***** EXERCISE TEXT

By Stephanie N. Mehta, Fortune senior writer
August 20 2007: 12:12 PM EDT


(Fortune Magazine) -- I remember there was a time when the value of his enterprises was very low," recalls Patrick, the youngest son of Carlos Slim Helú. It was the early 1980s, and Mexico was in the depths of a massive financial crisis. Periodically the elder Slim would round up his three teenage sons for an economics lesson. Sitting them down in the living room of the family home, Slim would produce a single handwritten list. One line would show, for instance, how a Mexican insurance company was selling for far less than a similar American insurer. Another would show that compared with European candy or cigarette makers, Mexican manufacturers were drastically undervalued. "It was a very, very long time ago," says Patrick, "but I absolutely remember him teaching us at an early age."

For Slim, a onetime math instructor, this was no mere academic exercise. Yes, he wanted to instill in his sons the same lesson his father - a Lebanese immigrant who started acquiring real estate in Mexico City during the Revolution of 1910 - taught him: Though Mexico will have its ups and downs, don't ever count the country out. But Slim wasn't just teaching, he was buying. He spent $55 million on an insurance company. He took a stake in retailer Sanborns. He invested in a hotel chain.

Now those early investments are paying off big time. His three heirs - Carlos Jr., 40; Marco Antonio, 39; and Patrick, 38, run day-to-day operations at various Slim businesses and are increasingly making strategic decisions, while their father, who had heart surgery in 1997, pulls back. And Slim's investments in downtrodden Mexico? They laid the foundations of a sprawling, $150 billion business empire whose growth in recent months has turned Carlos Slim Helú into the world's richest man.

By our calculations, the 67-year-old Slim has amassed a $59 billion fortune, based on the value of his public holdings at the end of July. This number puts him just ahead of perennial No. 1, Microsoft founder Bill Gates, whose net worth is estimated to be at least $58 billion. But Gates is selling off his single greatest source of wealth, Microsoft stock, to fund his foundation, while Slim's fortune is growing at a stunning clip. His net worth jumped $12 billion this year alone. His family's holdings represent more than 5% of Mexico's 2006 gross domestic product, and Slim-controlled companies make up one-third of the $422 billion Mexican Bolsa, or stock exchange.

Portly and often puffing a cigar, Slim could pass for a latter-day Latin American J.P. Morgan. But with his dominant stakes in everything from phones to finance, his business profile more closely resembles that of John D. Rockefeller, who likewise thrived in a loosely regulated environment. (For the record, though, even in current dollars Rockefeller's wealth pales in comparison to Slim's: At his death in 1937, Rockefeller was worth $20.3 billion, representing one fifty-second of 1937 U.S. GDP.) The average Mexican encounters a Slim-owned business when she visits an ATM, drives a car, stops for coffee, and especially when she picks up the phone - Slim's Teléfonos de México controls 92% of the country's phone lines, and his América Móvil wireless service has a 70% market share. George W. Grayson, a professor of government at the College of William & Mary, coined the term "Slimlandia" to describe how entrenched the Slim family's companies are in the daily life of Mexicans.

**********
***** MATERIAL PROVIDED

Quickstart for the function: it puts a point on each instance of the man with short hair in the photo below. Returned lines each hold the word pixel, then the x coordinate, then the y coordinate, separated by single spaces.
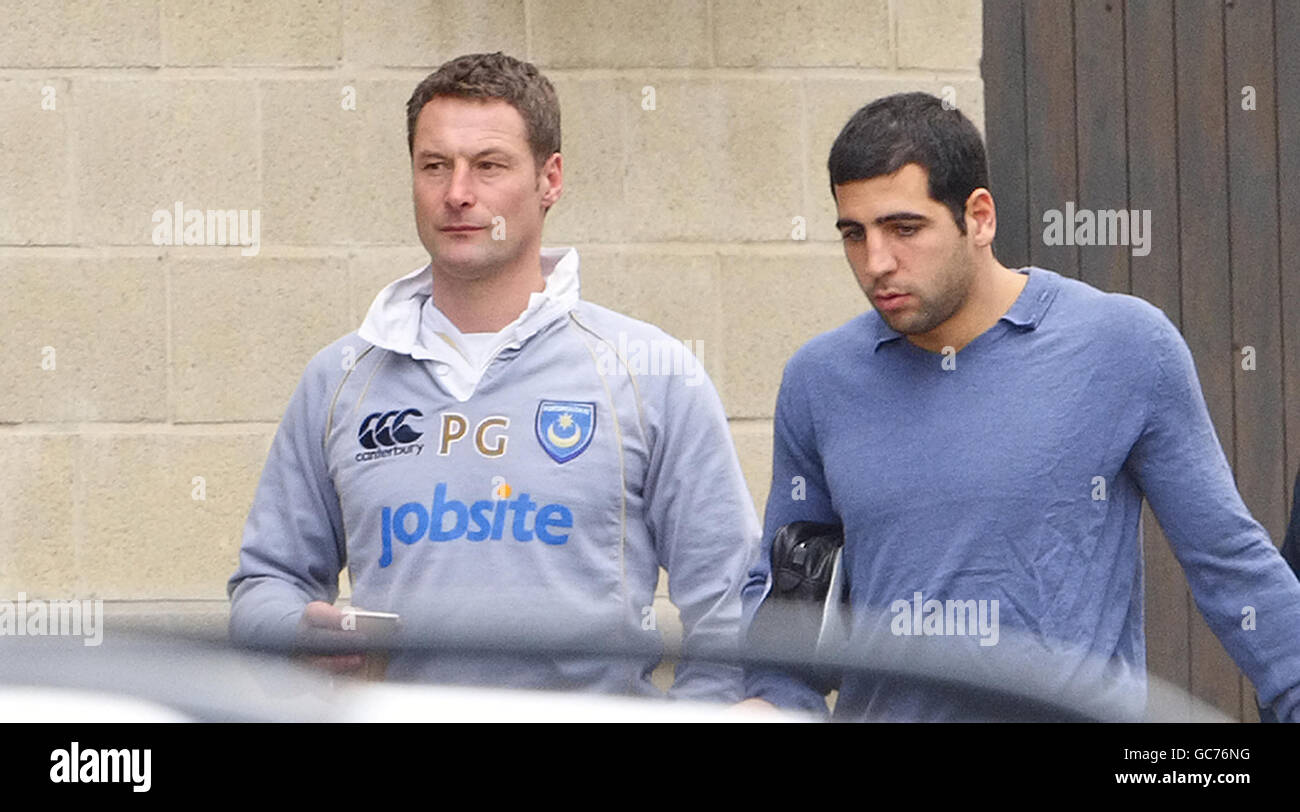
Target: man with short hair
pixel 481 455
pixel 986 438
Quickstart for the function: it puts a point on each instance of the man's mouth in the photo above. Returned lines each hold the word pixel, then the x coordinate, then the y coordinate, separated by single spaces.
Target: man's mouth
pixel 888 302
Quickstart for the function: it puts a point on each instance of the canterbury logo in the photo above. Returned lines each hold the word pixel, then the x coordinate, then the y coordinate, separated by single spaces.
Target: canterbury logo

**********

TASK GOAL.
Continue the Fortune article on Carlos Slim Helú's wealth, starting after its final sentence.

RESULT FOR THIS EXERCISE.
It's not a reverential term. Many Mexicans hoped privatization, which began in the early 1990s, would create competition and drive prices down drastically. That hasn't happened. "Slim is one of a dozen fat cats in Mexico who impede that country's growth because they run monopolies or oligopolies," says Grayson. "The Mexican economy is highly inefficient, and it is losing its competitive standing vis-à-vis other countries because of people like Slim."

"The accusations are not well-founded," Carlos Jr. fires back during an interview. He then pulls out an analyst's report showing how the average price of long-distance phone service in Mexico compares with that in other countries. Mexico is third cheapest, according to the report, behind the U.S. and Finland. (A recent study by the World Bank paints a different picture, showing that Mexico's rates for monthly service and residential phone hookups are among the highest in the developing world.)

Wooing the public isn't exactly a favorite activity for the Slims. "I think sometimes when you are successful in business," says Slim in heavily accented English, "you have others trying to turn public opinion against you because they are trying to compete with you." Slim, however, is beginning to court public opinion, pledging earlier this year to increase the size of his charitable foundations. Meanwhile, his sons are doing what the Slims do best: making more money.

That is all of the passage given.